Instructions to follow »
Reproduce, without changes, the stretch of the records from the line containing "the viaduct in" through the line containing "point(150, 113)", including both of those lines.

Data supplied »
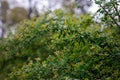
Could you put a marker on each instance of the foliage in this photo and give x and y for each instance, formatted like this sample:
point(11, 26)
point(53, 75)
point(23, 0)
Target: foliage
point(60, 46)
point(4, 8)
point(109, 9)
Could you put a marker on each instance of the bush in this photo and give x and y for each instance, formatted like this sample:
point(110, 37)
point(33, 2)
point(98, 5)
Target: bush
point(69, 47)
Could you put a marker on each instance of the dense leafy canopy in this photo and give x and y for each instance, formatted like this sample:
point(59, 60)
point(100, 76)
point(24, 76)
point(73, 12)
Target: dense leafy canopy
point(60, 46)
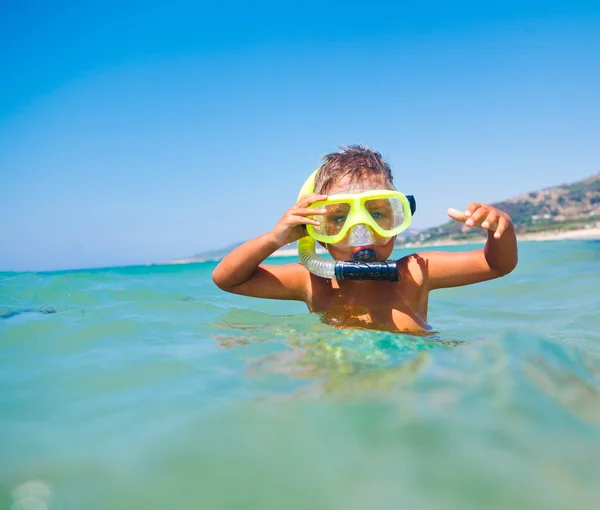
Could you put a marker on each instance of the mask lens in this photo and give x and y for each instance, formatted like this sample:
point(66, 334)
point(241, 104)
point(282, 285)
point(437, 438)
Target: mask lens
point(388, 213)
point(333, 220)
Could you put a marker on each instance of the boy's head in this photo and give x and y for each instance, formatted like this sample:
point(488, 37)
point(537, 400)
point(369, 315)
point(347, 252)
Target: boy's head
point(353, 166)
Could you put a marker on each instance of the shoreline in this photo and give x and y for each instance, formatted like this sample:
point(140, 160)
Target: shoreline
point(583, 234)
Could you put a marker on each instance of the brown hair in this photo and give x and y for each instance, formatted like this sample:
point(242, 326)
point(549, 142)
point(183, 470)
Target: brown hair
point(355, 161)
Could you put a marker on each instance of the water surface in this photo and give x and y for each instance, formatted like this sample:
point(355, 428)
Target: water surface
point(148, 387)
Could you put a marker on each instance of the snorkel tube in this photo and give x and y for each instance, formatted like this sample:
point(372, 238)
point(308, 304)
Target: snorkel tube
point(341, 269)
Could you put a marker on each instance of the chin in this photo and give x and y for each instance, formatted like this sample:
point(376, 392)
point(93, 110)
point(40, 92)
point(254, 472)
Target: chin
point(347, 254)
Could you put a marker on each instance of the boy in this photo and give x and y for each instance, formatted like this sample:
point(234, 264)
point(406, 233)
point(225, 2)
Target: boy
point(391, 305)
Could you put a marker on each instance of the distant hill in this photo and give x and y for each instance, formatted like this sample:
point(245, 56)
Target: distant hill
point(564, 207)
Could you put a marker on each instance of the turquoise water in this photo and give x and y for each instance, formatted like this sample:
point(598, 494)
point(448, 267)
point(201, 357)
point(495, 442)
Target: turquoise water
point(147, 387)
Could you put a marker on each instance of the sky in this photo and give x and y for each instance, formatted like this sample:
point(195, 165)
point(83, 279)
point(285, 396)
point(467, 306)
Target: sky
point(141, 132)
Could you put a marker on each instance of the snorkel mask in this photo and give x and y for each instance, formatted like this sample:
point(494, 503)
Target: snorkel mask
point(355, 219)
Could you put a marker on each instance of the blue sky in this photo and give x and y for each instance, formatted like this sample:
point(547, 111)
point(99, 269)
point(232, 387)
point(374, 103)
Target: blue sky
point(138, 132)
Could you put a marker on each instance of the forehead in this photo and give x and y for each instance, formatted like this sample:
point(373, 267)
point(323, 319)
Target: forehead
point(348, 185)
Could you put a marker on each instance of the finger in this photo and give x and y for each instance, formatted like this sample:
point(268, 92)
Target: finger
point(308, 211)
point(471, 208)
point(502, 224)
point(457, 215)
point(476, 216)
point(492, 217)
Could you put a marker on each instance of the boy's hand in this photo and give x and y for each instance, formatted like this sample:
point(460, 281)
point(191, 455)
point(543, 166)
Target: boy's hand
point(483, 216)
point(290, 227)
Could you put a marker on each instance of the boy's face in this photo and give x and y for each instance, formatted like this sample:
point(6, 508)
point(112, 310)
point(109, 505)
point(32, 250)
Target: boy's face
point(384, 246)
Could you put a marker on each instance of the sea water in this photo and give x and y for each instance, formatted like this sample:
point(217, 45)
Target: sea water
point(148, 387)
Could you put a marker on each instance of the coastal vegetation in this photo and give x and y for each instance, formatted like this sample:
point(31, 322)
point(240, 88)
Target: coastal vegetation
point(557, 209)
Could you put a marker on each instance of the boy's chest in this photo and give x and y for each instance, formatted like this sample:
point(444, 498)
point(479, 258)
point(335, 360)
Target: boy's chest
point(386, 306)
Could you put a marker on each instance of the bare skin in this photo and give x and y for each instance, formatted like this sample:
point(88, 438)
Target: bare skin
point(393, 306)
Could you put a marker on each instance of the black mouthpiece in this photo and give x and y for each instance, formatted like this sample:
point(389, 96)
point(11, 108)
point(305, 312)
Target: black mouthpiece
point(357, 270)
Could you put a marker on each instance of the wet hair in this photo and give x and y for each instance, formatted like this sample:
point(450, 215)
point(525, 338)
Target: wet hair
point(355, 162)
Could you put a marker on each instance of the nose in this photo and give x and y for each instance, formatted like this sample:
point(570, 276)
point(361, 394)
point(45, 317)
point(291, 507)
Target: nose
point(361, 235)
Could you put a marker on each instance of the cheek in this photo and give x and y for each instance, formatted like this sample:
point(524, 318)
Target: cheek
point(383, 252)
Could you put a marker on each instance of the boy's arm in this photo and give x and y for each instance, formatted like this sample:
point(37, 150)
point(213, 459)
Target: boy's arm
point(240, 271)
point(498, 258)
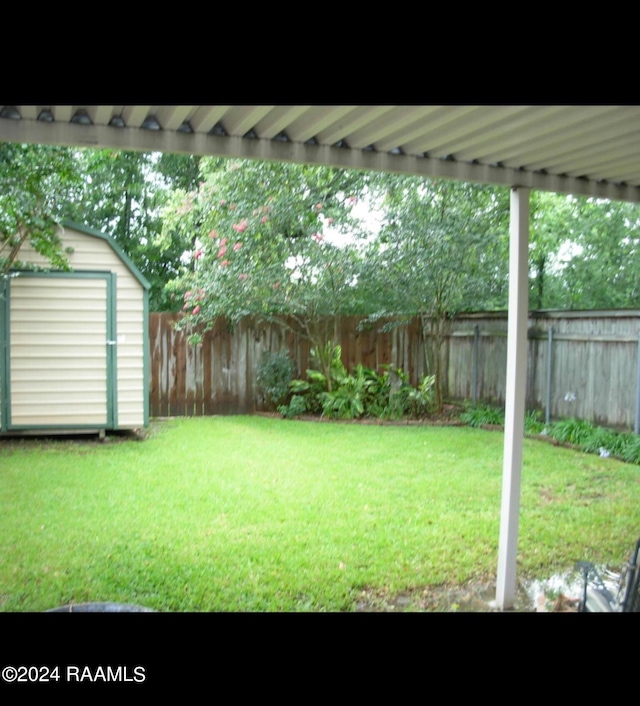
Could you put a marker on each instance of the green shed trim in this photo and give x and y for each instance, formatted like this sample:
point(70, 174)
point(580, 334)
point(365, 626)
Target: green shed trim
point(115, 247)
point(146, 354)
point(4, 351)
point(5, 346)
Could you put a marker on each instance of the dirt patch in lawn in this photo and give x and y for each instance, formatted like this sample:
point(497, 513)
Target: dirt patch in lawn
point(473, 597)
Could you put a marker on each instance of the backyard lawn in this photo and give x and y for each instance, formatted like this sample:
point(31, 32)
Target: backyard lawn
point(251, 513)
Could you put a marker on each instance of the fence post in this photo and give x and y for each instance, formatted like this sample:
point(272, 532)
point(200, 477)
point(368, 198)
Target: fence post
point(636, 426)
point(547, 417)
point(474, 391)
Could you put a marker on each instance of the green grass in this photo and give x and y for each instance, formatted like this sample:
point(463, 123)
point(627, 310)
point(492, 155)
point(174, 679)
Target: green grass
point(261, 514)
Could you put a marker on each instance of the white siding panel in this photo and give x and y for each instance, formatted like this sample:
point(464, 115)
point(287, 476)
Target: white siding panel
point(58, 368)
point(91, 253)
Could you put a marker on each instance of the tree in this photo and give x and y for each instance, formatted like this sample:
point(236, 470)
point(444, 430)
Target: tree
point(121, 193)
point(442, 250)
point(260, 245)
point(33, 181)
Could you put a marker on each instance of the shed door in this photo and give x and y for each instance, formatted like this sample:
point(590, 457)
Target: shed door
point(60, 360)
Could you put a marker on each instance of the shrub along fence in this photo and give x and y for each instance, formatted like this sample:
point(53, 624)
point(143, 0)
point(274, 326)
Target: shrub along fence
point(580, 364)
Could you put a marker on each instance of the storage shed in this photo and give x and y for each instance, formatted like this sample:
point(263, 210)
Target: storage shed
point(74, 346)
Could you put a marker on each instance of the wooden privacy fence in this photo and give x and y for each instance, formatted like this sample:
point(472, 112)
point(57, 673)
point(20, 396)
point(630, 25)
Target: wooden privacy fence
point(580, 364)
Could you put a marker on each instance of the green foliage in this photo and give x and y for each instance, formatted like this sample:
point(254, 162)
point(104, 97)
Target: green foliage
point(630, 448)
point(572, 431)
point(347, 399)
point(533, 422)
point(441, 250)
point(33, 180)
point(260, 246)
point(274, 373)
point(297, 406)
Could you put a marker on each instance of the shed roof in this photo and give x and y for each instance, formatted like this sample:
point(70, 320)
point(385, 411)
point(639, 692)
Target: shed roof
point(113, 245)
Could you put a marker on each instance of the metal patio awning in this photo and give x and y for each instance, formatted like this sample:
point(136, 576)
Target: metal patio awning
point(585, 150)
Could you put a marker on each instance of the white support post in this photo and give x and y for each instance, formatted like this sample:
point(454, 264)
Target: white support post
point(515, 396)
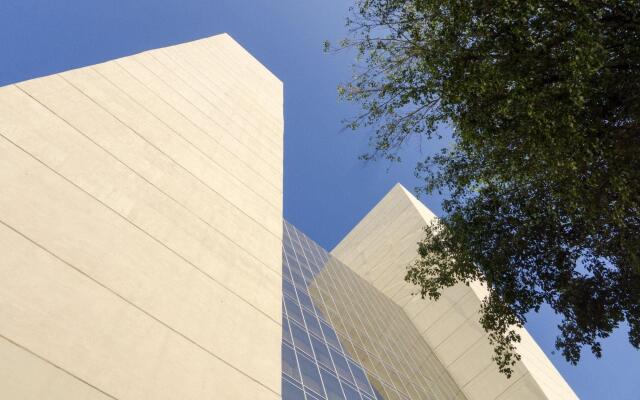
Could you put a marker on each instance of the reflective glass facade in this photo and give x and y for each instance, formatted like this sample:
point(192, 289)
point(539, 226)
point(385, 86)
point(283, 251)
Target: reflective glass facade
point(343, 339)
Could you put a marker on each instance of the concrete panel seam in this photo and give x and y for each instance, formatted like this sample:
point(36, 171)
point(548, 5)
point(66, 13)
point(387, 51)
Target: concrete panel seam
point(186, 117)
point(143, 311)
point(256, 154)
point(143, 231)
point(56, 366)
point(276, 271)
point(182, 137)
point(165, 155)
point(444, 315)
point(206, 98)
point(240, 82)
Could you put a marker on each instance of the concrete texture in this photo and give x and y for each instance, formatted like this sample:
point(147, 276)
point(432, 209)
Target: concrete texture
point(141, 228)
point(380, 248)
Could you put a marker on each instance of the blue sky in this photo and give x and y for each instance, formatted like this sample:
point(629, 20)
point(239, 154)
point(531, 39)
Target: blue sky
point(327, 189)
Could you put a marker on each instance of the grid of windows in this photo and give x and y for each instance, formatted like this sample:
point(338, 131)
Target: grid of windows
point(343, 339)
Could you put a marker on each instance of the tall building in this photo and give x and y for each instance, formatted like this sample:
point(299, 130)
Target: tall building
point(144, 254)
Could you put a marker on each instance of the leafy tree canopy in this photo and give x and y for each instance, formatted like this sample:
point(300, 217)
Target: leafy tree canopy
point(543, 176)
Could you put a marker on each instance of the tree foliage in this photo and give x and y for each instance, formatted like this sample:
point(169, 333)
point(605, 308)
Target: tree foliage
point(543, 177)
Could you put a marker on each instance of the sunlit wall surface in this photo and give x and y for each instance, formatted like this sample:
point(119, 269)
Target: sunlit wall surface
point(343, 339)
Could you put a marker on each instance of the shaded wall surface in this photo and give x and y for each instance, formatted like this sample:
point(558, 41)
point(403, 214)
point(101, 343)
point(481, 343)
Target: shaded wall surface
point(344, 339)
point(141, 228)
point(380, 248)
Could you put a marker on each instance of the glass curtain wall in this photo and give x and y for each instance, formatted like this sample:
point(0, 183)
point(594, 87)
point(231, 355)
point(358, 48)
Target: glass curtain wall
point(343, 339)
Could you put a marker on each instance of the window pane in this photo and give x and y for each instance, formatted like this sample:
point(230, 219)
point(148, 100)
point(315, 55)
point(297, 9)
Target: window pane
point(312, 323)
point(322, 353)
point(290, 391)
point(330, 335)
point(289, 363)
point(361, 379)
point(341, 365)
point(331, 385)
point(350, 392)
point(286, 333)
point(310, 376)
point(300, 338)
point(293, 310)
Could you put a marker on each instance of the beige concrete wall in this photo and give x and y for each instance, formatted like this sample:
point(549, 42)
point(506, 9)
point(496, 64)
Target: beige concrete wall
point(380, 248)
point(141, 229)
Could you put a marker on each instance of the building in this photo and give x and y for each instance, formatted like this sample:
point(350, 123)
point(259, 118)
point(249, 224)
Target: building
point(142, 239)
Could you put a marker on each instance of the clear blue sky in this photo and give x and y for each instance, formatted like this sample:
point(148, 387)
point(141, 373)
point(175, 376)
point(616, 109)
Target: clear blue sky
point(327, 190)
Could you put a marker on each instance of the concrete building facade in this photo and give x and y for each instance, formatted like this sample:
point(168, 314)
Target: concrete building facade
point(144, 254)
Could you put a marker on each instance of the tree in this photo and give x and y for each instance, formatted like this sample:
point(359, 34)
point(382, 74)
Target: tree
point(543, 175)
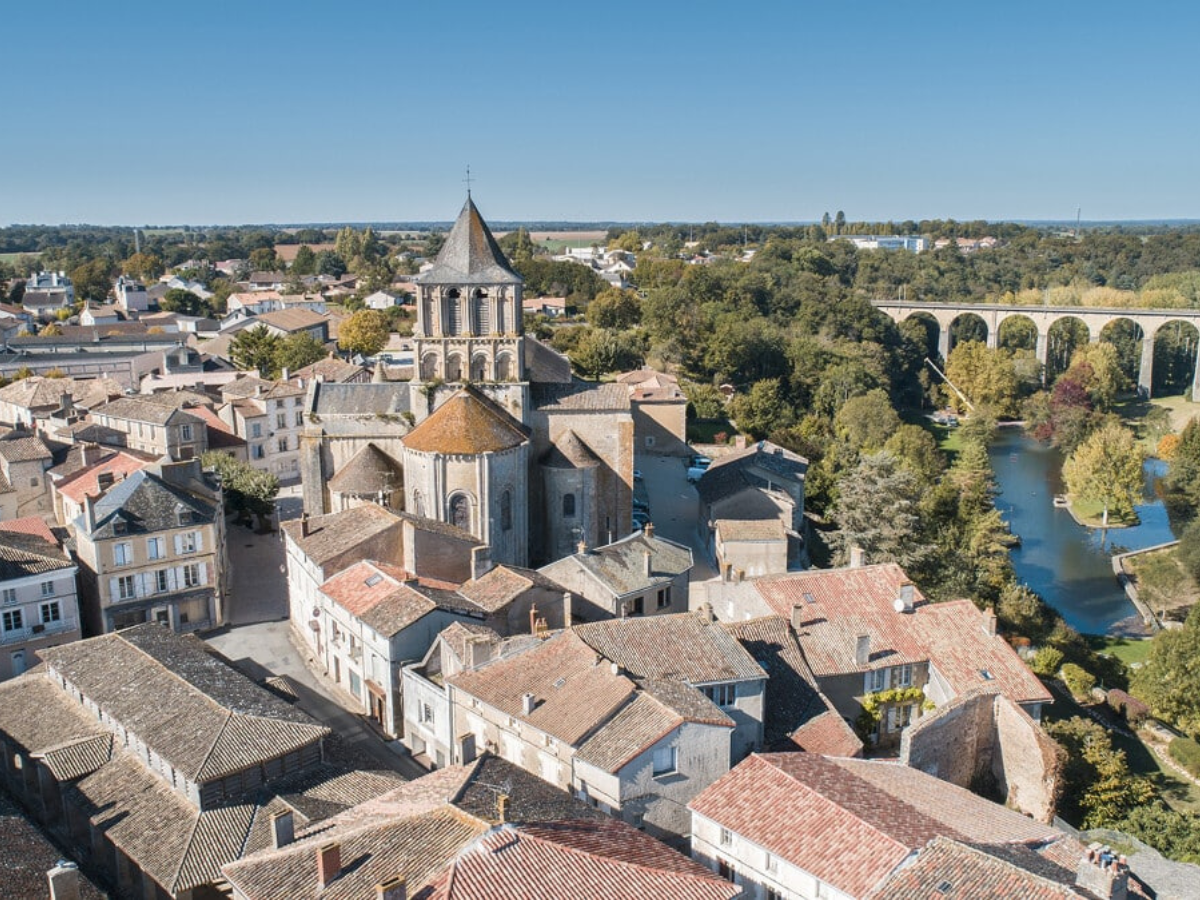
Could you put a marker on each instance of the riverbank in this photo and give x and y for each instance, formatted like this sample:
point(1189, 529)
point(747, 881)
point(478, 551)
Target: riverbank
point(1063, 562)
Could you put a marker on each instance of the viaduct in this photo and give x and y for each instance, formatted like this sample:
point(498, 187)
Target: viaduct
point(1043, 318)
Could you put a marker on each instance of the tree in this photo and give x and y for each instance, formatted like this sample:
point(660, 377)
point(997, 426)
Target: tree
point(1169, 681)
point(298, 351)
point(305, 262)
point(600, 351)
point(1107, 469)
point(615, 309)
point(985, 376)
point(1098, 787)
point(247, 491)
point(184, 303)
point(877, 509)
point(255, 348)
point(761, 409)
point(364, 333)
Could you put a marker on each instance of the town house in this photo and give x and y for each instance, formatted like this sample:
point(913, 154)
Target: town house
point(151, 549)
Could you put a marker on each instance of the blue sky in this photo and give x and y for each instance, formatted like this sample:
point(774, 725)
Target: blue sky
point(150, 113)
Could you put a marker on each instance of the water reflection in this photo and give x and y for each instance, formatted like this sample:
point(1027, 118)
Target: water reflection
point(1067, 564)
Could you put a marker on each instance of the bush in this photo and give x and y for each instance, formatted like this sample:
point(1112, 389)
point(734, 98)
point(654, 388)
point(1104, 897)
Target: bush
point(1047, 661)
point(1079, 681)
point(1187, 754)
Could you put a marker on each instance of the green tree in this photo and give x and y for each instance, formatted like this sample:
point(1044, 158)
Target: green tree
point(1107, 469)
point(761, 409)
point(305, 262)
point(601, 351)
point(364, 333)
point(615, 309)
point(298, 351)
point(1169, 681)
point(1098, 787)
point(255, 348)
point(879, 509)
point(985, 376)
point(184, 303)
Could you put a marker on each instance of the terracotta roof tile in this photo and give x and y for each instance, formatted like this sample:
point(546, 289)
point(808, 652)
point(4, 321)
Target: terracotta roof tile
point(467, 424)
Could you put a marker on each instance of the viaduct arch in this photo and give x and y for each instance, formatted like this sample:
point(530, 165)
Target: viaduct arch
point(1043, 317)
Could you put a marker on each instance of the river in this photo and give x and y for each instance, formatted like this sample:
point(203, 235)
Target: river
point(1067, 564)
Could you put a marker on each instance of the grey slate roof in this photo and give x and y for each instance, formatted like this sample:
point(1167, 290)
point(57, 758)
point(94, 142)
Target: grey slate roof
point(143, 503)
point(621, 567)
point(355, 399)
point(371, 471)
point(685, 647)
point(581, 397)
point(730, 474)
point(471, 255)
point(24, 555)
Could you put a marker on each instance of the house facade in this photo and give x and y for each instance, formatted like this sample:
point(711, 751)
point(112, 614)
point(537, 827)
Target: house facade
point(39, 601)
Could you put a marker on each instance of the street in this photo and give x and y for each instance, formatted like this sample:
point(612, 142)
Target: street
point(258, 639)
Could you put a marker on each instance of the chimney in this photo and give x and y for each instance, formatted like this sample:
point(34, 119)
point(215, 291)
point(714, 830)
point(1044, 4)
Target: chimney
point(1103, 873)
point(480, 561)
point(329, 863)
point(393, 889)
point(89, 513)
point(989, 623)
point(862, 651)
point(283, 828)
point(64, 880)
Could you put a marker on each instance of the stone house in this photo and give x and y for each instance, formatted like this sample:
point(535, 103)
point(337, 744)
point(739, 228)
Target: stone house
point(761, 483)
point(639, 575)
point(39, 601)
point(867, 630)
point(153, 549)
point(154, 427)
point(767, 825)
point(23, 466)
point(154, 762)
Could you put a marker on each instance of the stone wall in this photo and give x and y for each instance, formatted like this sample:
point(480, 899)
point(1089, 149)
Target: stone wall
point(988, 743)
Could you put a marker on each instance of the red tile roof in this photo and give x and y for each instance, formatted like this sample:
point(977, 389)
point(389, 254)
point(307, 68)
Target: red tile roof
point(838, 605)
point(581, 861)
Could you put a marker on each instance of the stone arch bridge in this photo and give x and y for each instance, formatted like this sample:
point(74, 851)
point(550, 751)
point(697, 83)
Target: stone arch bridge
point(1044, 317)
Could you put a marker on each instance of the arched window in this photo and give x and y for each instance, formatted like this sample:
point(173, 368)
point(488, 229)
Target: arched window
point(483, 312)
point(460, 511)
point(454, 300)
point(504, 367)
point(429, 366)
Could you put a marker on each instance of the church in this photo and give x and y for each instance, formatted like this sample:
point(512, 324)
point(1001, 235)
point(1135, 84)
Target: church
point(493, 436)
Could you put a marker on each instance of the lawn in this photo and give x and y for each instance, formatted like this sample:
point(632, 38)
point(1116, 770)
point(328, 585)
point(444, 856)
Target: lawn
point(1129, 651)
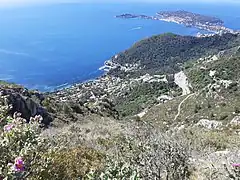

Answer for this exercise »
Could you put a marker on each instance of the viaduct in this photo and give x and y for each instance, formatted like this sample:
point(498, 187)
Target: viaduct
point(1043, 318)
Could you put a marker on each instance of the tree in this photo and give x and y for each instance, formatted like this sample:
point(660, 377)
point(997, 426)
Target: tree
point(1169, 681)
point(298, 351)
point(305, 262)
point(600, 351)
point(1107, 469)
point(615, 309)
point(985, 376)
point(1098, 787)
point(247, 491)
point(184, 303)
point(877, 509)
point(255, 348)
point(761, 409)
point(364, 333)
Could you put a marker on each instance of the town house in this photo and give x and y for each instance, formatted like this sample:
point(913, 154)
Target: town house
point(151, 549)
Could you put a marker on each instance of the blue sky in this photo and give x and y for each instance, formatted like this sample:
point(774, 725)
Target: blue sky
point(150, 113)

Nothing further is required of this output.